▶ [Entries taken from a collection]
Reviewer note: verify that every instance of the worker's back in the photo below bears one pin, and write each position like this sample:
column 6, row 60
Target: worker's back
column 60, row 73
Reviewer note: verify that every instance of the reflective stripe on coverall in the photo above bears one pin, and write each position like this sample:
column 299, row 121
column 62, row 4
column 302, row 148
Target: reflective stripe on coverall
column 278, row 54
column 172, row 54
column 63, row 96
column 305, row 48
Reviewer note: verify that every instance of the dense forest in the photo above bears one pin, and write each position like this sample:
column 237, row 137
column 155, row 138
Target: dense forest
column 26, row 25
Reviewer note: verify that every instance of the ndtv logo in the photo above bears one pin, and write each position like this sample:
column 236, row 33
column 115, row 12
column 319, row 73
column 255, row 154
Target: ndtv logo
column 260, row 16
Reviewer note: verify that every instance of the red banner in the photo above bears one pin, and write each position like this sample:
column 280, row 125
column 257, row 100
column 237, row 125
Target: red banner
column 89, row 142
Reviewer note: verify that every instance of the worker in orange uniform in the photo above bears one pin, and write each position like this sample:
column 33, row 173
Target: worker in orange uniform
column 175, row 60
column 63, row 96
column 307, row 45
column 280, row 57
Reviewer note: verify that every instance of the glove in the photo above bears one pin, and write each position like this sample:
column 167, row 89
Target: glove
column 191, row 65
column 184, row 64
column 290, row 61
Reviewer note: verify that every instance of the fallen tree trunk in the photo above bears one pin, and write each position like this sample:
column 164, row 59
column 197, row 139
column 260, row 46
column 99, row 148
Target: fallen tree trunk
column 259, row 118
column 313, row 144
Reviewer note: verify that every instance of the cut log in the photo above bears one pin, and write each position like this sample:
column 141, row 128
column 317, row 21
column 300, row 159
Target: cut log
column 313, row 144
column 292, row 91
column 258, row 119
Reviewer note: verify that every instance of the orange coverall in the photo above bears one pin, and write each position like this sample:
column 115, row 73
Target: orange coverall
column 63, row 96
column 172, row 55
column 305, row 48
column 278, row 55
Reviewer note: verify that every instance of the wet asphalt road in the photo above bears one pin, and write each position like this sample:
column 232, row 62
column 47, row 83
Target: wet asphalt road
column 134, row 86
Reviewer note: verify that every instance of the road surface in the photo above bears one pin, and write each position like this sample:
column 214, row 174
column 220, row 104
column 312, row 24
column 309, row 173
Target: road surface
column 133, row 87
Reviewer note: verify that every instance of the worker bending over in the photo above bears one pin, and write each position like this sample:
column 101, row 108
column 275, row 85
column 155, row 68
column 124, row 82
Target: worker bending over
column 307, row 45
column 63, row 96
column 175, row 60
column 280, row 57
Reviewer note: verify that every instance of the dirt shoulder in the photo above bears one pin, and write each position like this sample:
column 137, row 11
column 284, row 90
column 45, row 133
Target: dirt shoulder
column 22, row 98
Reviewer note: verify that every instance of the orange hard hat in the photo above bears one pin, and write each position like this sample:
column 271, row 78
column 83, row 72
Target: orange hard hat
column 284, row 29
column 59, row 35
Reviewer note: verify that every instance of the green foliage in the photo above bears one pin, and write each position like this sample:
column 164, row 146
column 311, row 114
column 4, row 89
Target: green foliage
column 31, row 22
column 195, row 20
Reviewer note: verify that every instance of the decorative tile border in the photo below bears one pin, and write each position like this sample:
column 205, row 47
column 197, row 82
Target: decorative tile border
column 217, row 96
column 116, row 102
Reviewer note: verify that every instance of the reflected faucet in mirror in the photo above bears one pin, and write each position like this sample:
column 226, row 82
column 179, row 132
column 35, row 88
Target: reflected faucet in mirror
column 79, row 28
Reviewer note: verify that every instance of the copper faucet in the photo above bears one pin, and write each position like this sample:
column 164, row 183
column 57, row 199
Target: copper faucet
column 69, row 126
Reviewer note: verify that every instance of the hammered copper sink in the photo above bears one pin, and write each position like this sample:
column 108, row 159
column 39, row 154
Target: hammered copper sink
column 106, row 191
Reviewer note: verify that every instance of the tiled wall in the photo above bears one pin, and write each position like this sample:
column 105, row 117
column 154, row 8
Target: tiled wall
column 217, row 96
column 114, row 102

▶ [WORK ORDER] Please give every entry again, precisely as it appears.

▶ [SOLUTION FOR THIS PROBLEM]
Reviewer note: verify that every instance of the worker's back in the photo below bears one pin, and write each position like this sample:
column 6, row 60
Target: worker's back
column 60, row 73
Reviewer note: verify that every instance of the reflective stripe on coverall in the photo above bears one pin, and write each position like this sample:
column 299, row 121
column 62, row 4
column 302, row 148
Target: reflective stripe on coverall
column 278, row 54
column 172, row 54
column 63, row 96
column 305, row 48
Reviewer note: verify that every instance of the dense forest in the photo above bears one pin, and write each position like this sample:
column 237, row 137
column 155, row 138
Target: dense forest
column 26, row 25
Reviewer note: verify that every instance of the ndtv logo in the photo above bears one pin, and write each position like this sample:
column 236, row 33
column 115, row 12
column 319, row 73
column 255, row 154
Target: ndtv logo
column 260, row 16
Reviewer note: verify that every instance of the red banner in the photo above bears one pin, and write each position like this sample:
column 280, row 125
column 257, row 100
column 237, row 125
Target: red banner
column 89, row 142
Reviewer note: verify that every instance of the worker in orange uniform in the photo above bears one pin, and write each position like this sample:
column 33, row 173
Target: worker in orange uniform
column 175, row 60
column 63, row 96
column 307, row 45
column 280, row 57
Reviewer note: verify that every instance of the glove in the photo above bears one pin, and write each position like this sample:
column 167, row 89
Target: glove
column 191, row 65
column 184, row 64
column 290, row 61
Reviewer note: verify that every instance of the fallen tree trunk in the photo above bears one pin, and write each position like this sample:
column 164, row 59
column 197, row 139
column 260, row 46
column 99, row 148
Target: fallen tree trunk
column 259, row 118
column 313, row 144
Reviewer note: verify that every instance of the cut log in the photo above bears one pin, and write each position like this sample:
column 141, row 128
column 317, row 21
column 300, row 159
Target: cut log
column 313, row 144
column 292, row 91
column 258, row 119
Reviewer note: verify that every instance of the orange coverall in the photo above bears one pin, and write each position like this sample:
column 115, row 73
Target: orange coverall
column 63, row 96
column 172, row 55
column 305, row 48
column 278, row 55
Reviewer note: verify that every instance of the wet asphalt road in the photo above bears one pin, and write each position like this sample:
column 232, row 62
column 47, row 83
Target: wet asphalt road
column 134, row 86
Reviewer note: verify that every instance of the road surface in the photo above bears one pin, and write each position like this sample:
column 214, row 174
column 220, row 104
column 312, row 24
column 309, row 173
Target: road surface
column 133, row 87
Reviewer note: verify that every instance of the worker bending over in the photo above bears one pin, and write each position like this sample:
column 101, row 108
column 275, row 85
column 155, row 68
column 124, row 82
Target: worker bending over
column 307, row 45
column 63, row 96
column 175, row 60
column 280, row 57
Reviewer note: verify that every instance of the dirt shoulder in the photo above bears one pin, and write each position like this sample:
column 137, row 11
column 284, row 90
column 45, row 133
Target: dirt shoulder
column 22, row 98
Reviewer note: verify that every instance of the orange hard hat in the photo above bears one pin, and write each position like this sample:
column 271, row 78
column 83, row 72
Target: orange hard hat
column 284, row 29
column 59, row 35
Reviewer note: verify that every instance of the green foliage in the photo above bears one pin, and write each position like this sample:
column 164, row 146
column 311, row 114
column 4, row 89
Target: green foliage
column 31, row 22
column 195, row 20
Reviewer note: verify that every instance of the decorative tile border in the photo below bears one pin, and write each position like this sample:
column 205, row 47
column 197, row 82
Target: decorative tile border
column 217, row 96
column 116, row 102
Reviewer note: verify that every instance of the reflected faucet in mirror in the photo above bears one pin, and write each position like this sample:
column 226, row 82
column 179, row 132
column 35, row 88
Target: reflected faucet in mirror
column 79, row 28
Reviewer note: verify that every instance of the copper faucet in the photo above bears one pin, and write each position like this sample:
column 164, row 183
column 57, row 199
Target: copper faucet
column 69, row 126
Reviewer note: verify that every instance of the hammered copper sink in the photo above bears one pin, and write each position like this sample:
column 108, row 159
column 39, row 154
Target: hammered copper sink
column 106, row 191
Reviewer note: verify that every instance of the tiled wall in the photo above bears one pin, and write each position like this sample:
column 105, row 117
column 154, row 8
Target: tiled wall
column 217, row 96
column 114, row 102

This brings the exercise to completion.